§ DOCUMENT EXTRACT

+ + + + +

So am I going to put my money where my mouth is, and stop bothering my reader with trivia like whether I calculated correlation coefficients in R or in Excel?  No, because there’s another completely different reason one might mention a stats package, and it’s one I can get behind.  Mentioning a stats package gives me an opportunity to cite it.  Citation has a number of functions, but the one I care about here is as a currency of appreciation.  When I cite a stats package, I thank its authors and give them a tiny but tangible reward (a CV boost).  This doesn’t matter to me for commercial packages, so if I do stats in SAS I don’t feel the need to cite for appreciation.  It does matter to me for software written by one of my colleagues as part of their contribution to science, so when I do stats in R I cite both base R and any add-on packages.  This practice may be bizarrely inconsistent seen through the lens of the function of the Methods, but it’s entirely logical seen through the lens of science as a community.  Getting the right lens in place makes all the difference.

© Stephen Heard (sheard@unb.ca) November 7, 2016

This post is based, in part, on material from The Scientist’s Guide to Writing, my guidebook for scientific writers. You can learn more about it here.


*^I’m trolling you a little.  These days most of my papers specify “R version something-or-other” instead. Trust me, really, I belong to the 21st century – even if it does cost me the occasional bottle of wine supplied to younger, R-hipper members of the lab.  Of course, my results are unaffected.

**^Although I’ve reviewed manuscripts specifying the brand of calculator used to make calculations, the brand of -80º freezer used to preserve specimens, and the size of vial used to hold specimens preserved in ethanol.  I was as mystified as you surely are about each of these.

+ + + + +

§ DATASET EXCERPTS

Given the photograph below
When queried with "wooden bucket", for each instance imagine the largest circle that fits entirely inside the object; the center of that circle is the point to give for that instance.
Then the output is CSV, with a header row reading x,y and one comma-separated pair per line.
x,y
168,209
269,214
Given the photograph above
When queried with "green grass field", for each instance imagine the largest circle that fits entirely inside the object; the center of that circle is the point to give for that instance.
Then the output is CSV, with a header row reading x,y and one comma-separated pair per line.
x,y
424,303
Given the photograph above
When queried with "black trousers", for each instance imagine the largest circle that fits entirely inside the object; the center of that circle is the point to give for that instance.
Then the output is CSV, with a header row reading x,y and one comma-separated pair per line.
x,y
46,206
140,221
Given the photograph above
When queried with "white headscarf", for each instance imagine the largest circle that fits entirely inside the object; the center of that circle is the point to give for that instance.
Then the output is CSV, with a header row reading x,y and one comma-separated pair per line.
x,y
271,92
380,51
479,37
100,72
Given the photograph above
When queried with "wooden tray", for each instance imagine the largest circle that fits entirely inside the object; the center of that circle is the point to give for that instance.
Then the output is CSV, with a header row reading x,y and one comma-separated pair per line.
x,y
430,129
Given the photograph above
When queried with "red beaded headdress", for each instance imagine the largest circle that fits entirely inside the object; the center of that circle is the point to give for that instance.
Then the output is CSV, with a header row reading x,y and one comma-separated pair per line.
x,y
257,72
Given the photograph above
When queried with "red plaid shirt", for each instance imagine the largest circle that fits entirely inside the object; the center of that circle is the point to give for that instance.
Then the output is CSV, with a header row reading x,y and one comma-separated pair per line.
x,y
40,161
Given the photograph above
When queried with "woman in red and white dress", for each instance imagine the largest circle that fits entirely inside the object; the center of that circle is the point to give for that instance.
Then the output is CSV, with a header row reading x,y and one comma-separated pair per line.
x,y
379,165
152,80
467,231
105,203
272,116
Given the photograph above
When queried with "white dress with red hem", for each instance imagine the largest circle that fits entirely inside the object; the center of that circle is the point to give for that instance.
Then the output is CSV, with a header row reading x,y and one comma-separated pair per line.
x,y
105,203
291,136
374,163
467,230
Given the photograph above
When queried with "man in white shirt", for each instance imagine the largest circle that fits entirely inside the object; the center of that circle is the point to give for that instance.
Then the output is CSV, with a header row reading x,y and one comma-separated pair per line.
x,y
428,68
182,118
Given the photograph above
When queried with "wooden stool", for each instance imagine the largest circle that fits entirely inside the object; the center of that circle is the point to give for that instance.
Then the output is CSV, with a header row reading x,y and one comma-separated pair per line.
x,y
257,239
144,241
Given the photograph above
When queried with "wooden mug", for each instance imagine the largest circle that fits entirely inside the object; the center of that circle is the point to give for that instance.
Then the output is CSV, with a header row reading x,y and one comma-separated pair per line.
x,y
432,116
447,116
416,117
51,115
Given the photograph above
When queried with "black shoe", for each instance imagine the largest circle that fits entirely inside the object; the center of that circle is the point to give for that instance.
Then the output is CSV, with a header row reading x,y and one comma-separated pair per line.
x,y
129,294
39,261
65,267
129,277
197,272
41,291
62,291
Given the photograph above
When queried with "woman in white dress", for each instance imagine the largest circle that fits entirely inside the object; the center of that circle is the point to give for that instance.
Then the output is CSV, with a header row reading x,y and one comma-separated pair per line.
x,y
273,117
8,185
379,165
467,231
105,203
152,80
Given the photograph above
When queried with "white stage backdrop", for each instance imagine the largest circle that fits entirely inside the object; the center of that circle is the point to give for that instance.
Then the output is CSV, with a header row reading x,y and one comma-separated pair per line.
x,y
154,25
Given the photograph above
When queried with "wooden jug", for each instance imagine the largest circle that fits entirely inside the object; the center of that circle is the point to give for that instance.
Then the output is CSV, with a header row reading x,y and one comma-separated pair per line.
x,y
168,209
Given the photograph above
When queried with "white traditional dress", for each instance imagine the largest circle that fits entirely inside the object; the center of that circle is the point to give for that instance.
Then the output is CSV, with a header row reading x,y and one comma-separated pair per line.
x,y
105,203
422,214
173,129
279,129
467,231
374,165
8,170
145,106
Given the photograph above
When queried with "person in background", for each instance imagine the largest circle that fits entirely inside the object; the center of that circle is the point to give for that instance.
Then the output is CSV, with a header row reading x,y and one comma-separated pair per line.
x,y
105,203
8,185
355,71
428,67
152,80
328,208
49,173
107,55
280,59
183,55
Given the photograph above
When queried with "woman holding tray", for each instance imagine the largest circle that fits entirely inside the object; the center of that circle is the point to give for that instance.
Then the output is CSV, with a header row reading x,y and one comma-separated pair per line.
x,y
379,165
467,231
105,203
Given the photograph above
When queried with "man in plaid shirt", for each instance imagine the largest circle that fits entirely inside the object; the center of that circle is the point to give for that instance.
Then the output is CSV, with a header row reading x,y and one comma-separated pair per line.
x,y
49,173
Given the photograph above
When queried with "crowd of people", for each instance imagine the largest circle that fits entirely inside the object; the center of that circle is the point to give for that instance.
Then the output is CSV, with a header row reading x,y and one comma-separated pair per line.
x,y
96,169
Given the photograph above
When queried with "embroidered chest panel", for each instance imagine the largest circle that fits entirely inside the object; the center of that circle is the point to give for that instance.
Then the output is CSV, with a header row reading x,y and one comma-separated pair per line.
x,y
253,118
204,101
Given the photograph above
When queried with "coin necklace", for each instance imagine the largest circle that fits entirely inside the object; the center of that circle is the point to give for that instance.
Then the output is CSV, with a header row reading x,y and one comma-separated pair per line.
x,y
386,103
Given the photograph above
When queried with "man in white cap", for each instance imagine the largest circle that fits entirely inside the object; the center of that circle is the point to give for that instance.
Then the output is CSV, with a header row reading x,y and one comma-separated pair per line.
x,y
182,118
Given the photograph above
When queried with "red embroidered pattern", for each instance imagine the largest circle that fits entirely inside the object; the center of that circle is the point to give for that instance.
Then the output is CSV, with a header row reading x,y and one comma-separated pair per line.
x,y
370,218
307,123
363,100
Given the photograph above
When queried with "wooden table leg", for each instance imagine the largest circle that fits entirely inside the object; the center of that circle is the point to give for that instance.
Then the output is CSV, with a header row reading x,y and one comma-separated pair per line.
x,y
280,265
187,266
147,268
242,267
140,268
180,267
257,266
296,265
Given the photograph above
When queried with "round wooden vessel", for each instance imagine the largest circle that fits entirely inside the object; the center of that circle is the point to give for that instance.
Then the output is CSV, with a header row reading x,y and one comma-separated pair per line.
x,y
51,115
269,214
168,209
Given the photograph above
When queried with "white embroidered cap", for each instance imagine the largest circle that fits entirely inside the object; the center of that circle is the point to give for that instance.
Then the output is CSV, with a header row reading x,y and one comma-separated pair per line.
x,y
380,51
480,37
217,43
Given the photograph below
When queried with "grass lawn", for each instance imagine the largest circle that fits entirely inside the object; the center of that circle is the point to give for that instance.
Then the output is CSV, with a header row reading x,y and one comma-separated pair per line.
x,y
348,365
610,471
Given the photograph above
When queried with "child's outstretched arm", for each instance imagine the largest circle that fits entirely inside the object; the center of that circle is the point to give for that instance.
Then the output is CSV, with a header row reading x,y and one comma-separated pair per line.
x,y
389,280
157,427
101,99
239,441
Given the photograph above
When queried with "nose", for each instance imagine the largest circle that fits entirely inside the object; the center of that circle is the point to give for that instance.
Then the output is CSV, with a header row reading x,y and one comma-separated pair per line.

+ + + + +

§ REQUESTS
1. Answer these from the post on citing stats packages:
(a) Which commercial package does the writer say he feels no need to cite for appreciation?
(b) What do most of the writer's papers specify these days instead?
(c) Which three things has the writer seen manuscripts specify when reviewing them?
2. Carry on the post on citing stats packages from its last sentence.
The records are separate material and have no connection to the post on citing stats packages.

§ ANSWERS TO EACH TASK
1.
(a) SAS.
(b) "R version something-or-other."
(c) The brand of calculator used to make calculations, the brand of -80º freezer used to preserve specimens, and the size of vial used to hold specimens preserved in ethanol.

2.
***^Cults are cults (speaking of trolling), in science as in everything else. I once had a reviewer argue that my work wasn’t publishable because I did analyses using code I wrote in Microsoft Visual BasicTM – on the grounds that even though I provided the code, the compiler isn’t open-source. Sigh. This is not, of course, to say there’s anything wrong with R as a statistical tool; only that there’s nothing uniquely right with it, either.

Advertisements

22 thoughts on “Why do we mention stats software in our Methods?

  1. Pavel Dodonov

    Nice post 🙂
    I just wish to emphasize a bit more the need to cite open source software when we use them – after all, they’re made mostly by volunteer work or through public funding. Not citing them would be like failing to cite a paper on which a study was based. Plus, the authors sometimes ask you to cite the software and provide the precise reference – this is the case for Past and R; apparently not for QGIS, which I’m never sure how to cite.
    I also usually mention the brand of measurement devices used because different brands may have different errors… But I think it’s a fine line between what shoud and what should not be mentioned.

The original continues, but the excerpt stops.